> **EXERCISE INPUT**

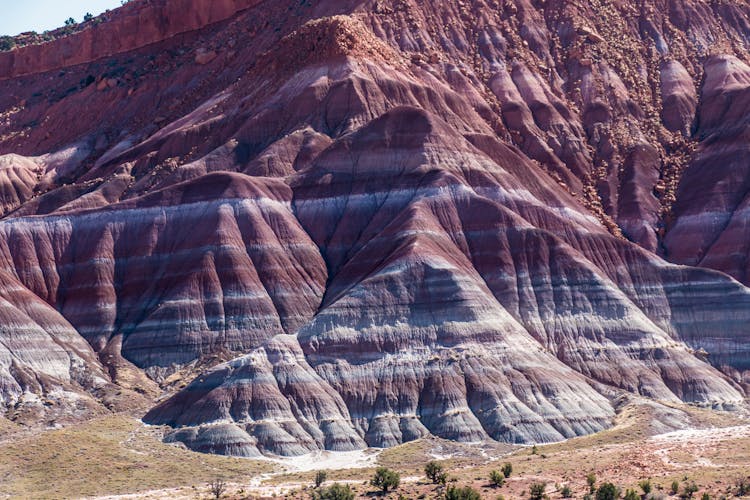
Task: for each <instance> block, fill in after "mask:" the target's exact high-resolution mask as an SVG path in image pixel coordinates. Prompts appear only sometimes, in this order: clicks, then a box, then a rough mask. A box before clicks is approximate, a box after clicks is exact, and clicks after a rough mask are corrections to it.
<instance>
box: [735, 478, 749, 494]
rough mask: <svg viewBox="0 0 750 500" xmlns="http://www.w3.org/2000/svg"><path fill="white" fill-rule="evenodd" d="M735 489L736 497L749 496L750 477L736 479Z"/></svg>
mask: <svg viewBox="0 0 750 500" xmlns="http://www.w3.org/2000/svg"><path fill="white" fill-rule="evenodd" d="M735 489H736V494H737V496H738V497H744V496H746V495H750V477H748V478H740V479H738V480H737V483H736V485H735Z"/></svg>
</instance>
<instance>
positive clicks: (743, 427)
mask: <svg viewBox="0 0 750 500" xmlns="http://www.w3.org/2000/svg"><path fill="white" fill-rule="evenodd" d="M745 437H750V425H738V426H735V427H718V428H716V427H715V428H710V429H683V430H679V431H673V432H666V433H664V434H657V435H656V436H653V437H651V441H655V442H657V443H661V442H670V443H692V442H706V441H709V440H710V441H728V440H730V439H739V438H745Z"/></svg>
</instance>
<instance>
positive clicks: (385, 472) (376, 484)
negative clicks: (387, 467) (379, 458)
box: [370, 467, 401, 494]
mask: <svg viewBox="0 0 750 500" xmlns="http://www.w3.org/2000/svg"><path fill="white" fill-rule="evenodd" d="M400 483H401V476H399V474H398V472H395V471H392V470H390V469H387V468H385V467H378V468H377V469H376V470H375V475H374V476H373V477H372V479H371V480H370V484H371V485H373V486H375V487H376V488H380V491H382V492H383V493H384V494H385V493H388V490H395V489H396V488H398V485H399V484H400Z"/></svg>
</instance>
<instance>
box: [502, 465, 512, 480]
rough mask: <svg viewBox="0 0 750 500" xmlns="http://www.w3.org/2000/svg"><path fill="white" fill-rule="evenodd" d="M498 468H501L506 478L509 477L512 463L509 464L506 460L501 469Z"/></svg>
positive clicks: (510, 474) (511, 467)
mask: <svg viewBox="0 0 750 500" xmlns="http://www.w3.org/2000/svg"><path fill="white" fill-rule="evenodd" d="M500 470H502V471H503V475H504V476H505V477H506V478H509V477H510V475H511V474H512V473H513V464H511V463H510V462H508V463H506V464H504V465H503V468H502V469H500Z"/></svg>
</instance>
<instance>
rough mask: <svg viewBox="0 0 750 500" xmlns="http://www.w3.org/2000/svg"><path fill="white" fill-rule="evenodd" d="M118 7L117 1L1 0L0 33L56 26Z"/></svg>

> **HOW TO COMPLETE THIS TASK**
Each line of the records is to be reproduced exactly, and each picture dropped.

> **ANSWER SPACE**
Task: for each <instance> block, fill in after "mask:" the target's exact high-resolution mask as an SVG path in image pixel coordinates. Prompts appear only sometimes, in this order: clicks, then a box, then a rough mask. A box before clicks is approximate, a box after clicks is exact, and clicks after a rough mask are corrections to it.
<instance>
box: [735, 478, 749, 494]
rough mask: <svg viewBox="0 0 750 500" xmlns="http://www.w3.org/2000/svg"><path fill="white" fill-rule="evenodd" d="M735 489L736 497L749 496L750 477L736 479Z"/></svg>
mask: <svg viewBox="0 0 750 500" xmlns="http://www.w3.org/2000/svg"><path fill="white" fill-rule="evenodd" d="M735 489H736V494H737V496H738V497H744V496H746V495H750V477H748V478H740V479H738V480H737V483H736V485H735Z"/></svg>
</instance>
<instance>
positive clicks: (743, 427)
mask: <svg viewBox="0 0 750 500" xmlns="http://www.w3.org/2000/svg"><path fill="white" fill-rule="evenodd" d="M745 437H750V425H738V426H735V427H718V428H716V427H715V428H710V429H683V430H679V431H673V432H666V433H664V434H657V435H656V436H653V437H651V441H655V442H657V443H661V442H670V443H692V442H706V441H709V440H710V441H728V440H730V439H739V438H745Z"/></svg>
</instance>
<instance>
positive clicks: (385, 472) (376, 484)
negative clicks: (387, 467) (379, 458)
box: [370, 467, 401, 494]
mask: <svg viewBox="0 0 750 500" xmlns="http://www.w3.org/2000/svg"><path fill="white" fill-rule="evenodd" d="M400 483H401V476H399V474H398V472H395V471H392V470H390V469H387V468H385V467H378V468H377V469H376V470H375V475H374V476H373V477H372V479H371V480H370V484H371V485H373V486H375V487H376V488H380V491H382V492H383V493H384V494H385V493H388V490H395V489H396V488H398V485H399V484H400Z"/></svg>
</instance>
<instance>
box: [502, 465, 512, 480]
rough mask: <svg viewBox="0 0 750 500" xmlns="http://www.w3.org/2000/svg"><path fill="white" fill-rule="evenodd" d="M498 468H501L506 478L509 477L512 463L509 464L506 460L501 469Z"/></svg>
positive clicks: (510, 474) (511, 467)
mask: <svg viewBox="0 0 750 500" xmlns="http://www.w3.org/2000/svg"><path fill="white" fill-rule="evenodd" d="M500 470H502V471H503V475H504V476H505V477H506V478H509V477H510V475H511V474H512V473H513V464H511V463H510V462H508V463H506V464H504V465H503V468H502V469H500Z"/></svg>
</instance>
<instance>
rough mask: <svg viewBox="0 0 750 500" xmlns="http://www.w3.org/2000/svg"><path fill="white" fill-rule="evenodd" d="M118 7L117 1L1 0L0 33L56 26Z"/></svg>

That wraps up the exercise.